> [Excerpted text]
* * *

The St John Baptist Church, known as Sully Church, is a Grade II listed building. The hamlet of Swanbridge includes a caravan park and holiday camp and The Captain's Wife public house, which opened in 1977 after a conversion of several quayside cottages. There is foot access at low tide from the pub car park to Sully Island but tides are high and fast - and therefore dangerous. There is an access time of only three hours each side of low tides and extreme care is advised. The Atlantic Trading Estate is between Sully and Barry, and The Bendricks is a major site of interest for paleontologists due to its extensive fossils. Sully Island is situated off the coast.

Sully School moved to its present site in 1936. It is a primary school with a twenty-six place nursery unit. There are over 400 pupils and seventeen teachers. There are no secondary schools in the village. Most children attend Stanwell School in nearby Penarth. Sully School is a main feeder school for Stanwell School and other schools are selected by parental choice. Free school bus services are provided.

Sully Hospital is described in the Glamorgan section of Nikolaus Pevsner’s ‘The Buildings of Wales’ as “An outstanding example of inter-war architecture, which has survived almost unaltered” and is considered to be the finest representation of Modernist sanatoriums in Britain and one of the last great Modernist landmarks remaining in the whole of Wales.

==Transport==
The main road going through Sully is South Road. It is one of three roads which form part of the B4267, running from near Cog Road up to Swanbridge Road on the border with Lavernock. The other two parts of the B4267 are Sully Moors Road, leading up to roundabout just into the border of Barry and Lavernock Road, leading up to Penarth near Stanwell School.

* * *

> [Source material]
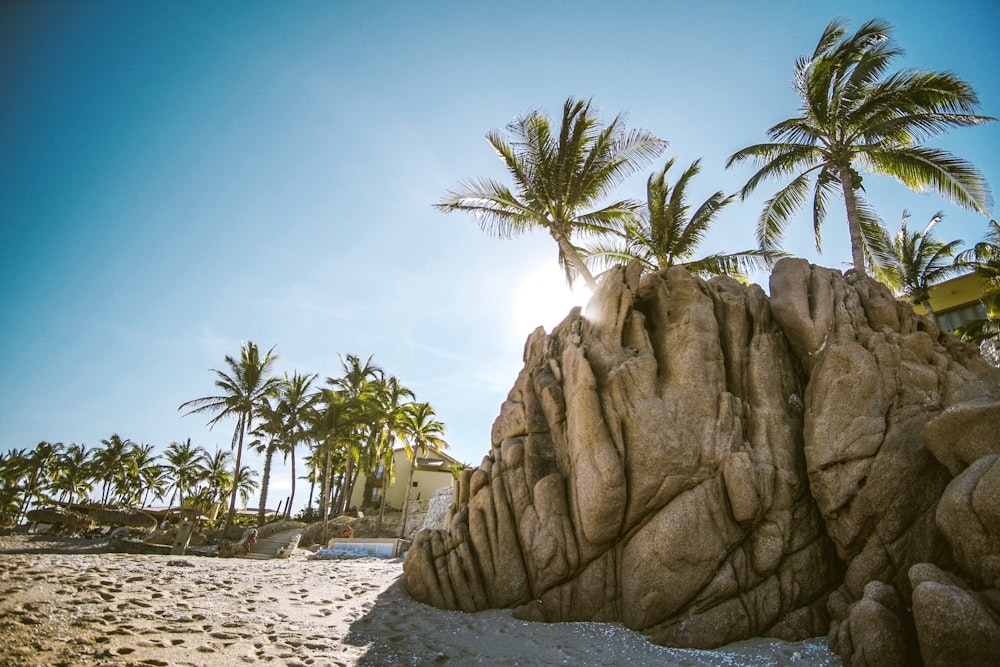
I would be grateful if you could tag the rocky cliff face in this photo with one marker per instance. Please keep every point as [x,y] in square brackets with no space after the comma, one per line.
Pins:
[705,464]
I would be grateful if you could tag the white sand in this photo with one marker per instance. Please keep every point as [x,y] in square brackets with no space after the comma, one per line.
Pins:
[63,602]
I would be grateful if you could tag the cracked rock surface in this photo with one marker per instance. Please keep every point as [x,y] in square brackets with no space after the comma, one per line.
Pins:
[704,464]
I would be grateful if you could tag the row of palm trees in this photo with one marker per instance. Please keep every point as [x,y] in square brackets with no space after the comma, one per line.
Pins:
[350,427]
[118,472]
[854,116]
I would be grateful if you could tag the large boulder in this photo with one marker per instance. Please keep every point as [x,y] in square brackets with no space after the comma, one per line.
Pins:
[705,464]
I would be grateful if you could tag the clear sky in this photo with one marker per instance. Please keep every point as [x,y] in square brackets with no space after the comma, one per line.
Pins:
[177,177]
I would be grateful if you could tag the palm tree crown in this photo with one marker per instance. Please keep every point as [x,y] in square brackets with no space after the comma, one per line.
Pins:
[559,178]
[854,115]
[910,262]
[667,233]
[243,388]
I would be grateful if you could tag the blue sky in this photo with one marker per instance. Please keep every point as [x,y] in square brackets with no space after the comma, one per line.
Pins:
[176,178]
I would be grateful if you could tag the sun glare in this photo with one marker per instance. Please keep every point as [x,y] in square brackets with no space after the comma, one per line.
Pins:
[544,299]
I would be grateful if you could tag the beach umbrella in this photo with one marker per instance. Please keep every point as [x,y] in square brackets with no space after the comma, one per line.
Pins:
[122,517]
[57,515]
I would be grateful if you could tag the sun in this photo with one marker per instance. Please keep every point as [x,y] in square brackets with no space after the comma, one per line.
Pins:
[544,299]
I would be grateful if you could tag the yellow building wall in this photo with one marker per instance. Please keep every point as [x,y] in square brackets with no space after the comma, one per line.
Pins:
[427,482]
[954,293]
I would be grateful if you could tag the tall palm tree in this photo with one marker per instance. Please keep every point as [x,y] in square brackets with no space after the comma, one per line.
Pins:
[72,477]
[297,398]
[185,463]
[38,465]
[910,262]
[270,432]
[855,116]
[246,484]
[559,177]
[218,478]
[110,462]
[391,401]
[246,383]
[666,233]
[422,433]
[984,257]
[359,382]
[141,470]
[334,425]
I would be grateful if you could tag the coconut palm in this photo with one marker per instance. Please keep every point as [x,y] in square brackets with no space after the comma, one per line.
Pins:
[38,467]
[72,474]
[666,233]
[141,471]
[297,399]
[109,462]
[910,262]
[389,418]
[246,484]
[218,478]
[359,382]
[422,432]
[246,383]
[855,116]
[559,178]
[270,433]
[185,464]
[333,426]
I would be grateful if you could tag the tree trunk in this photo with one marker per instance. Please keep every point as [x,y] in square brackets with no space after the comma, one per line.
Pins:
[573,257]
[264,483]
[291,498]
[240,425]
[406,497]
[853,220]
[931,315]
[325,498]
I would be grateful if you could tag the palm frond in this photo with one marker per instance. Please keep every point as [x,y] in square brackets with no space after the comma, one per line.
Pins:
[920,167]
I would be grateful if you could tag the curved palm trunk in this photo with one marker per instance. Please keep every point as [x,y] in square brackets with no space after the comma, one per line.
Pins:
[573,257]
[291,498]
[931,315]
[406,498]
[853,221]
[325,493]
[264,483]
[241,424]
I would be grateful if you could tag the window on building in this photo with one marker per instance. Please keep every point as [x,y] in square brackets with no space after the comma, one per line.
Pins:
[949,320]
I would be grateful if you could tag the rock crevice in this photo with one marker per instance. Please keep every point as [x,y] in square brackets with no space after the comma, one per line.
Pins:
[705,464]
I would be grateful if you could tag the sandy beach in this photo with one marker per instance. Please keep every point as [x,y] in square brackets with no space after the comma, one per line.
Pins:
[67,602]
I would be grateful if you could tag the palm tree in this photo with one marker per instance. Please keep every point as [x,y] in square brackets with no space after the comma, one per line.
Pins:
[141,470]
[72,475]
[422,432]
[666,234]
[218,478]
[110,462]
[270,435]
[243,387]
[333,428]
[38,466]
[391,401]
[854,116]
[558,179]
[910,262]
[185,463]
[246,484]
[358,383]
[297,399]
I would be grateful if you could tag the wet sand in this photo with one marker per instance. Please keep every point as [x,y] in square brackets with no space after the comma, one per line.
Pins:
[68,602]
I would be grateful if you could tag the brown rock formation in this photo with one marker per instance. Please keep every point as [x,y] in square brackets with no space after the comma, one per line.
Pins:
[705,465]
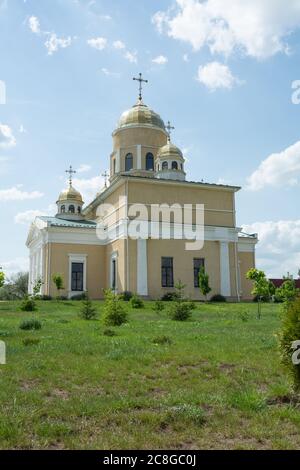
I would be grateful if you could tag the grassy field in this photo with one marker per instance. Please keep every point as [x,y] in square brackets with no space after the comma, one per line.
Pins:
[217,385]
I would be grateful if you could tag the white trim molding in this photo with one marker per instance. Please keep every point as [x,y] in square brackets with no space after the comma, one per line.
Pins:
[77,258]
[142,266]
[225,269]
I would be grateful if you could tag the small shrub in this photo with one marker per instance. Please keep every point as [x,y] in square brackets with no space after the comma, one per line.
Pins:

* * *

> [Instructions for the task] Reproduce the Sully passage word for word, from "Sully Hospital is" down to "whole of Wales.".

> [Reply to the task]
Sully Hospital is described in the Glamorgan section of Nikolaus Pevsner’s ‘The Buildings of Wales’ as “An outstanding example of inter-war architecture, which has survived almost unaltered” and is considered to be the finest representation of Modernist sanatoriums in Britain and one of the last great Modernist landmarks remaining in the whole of Wales.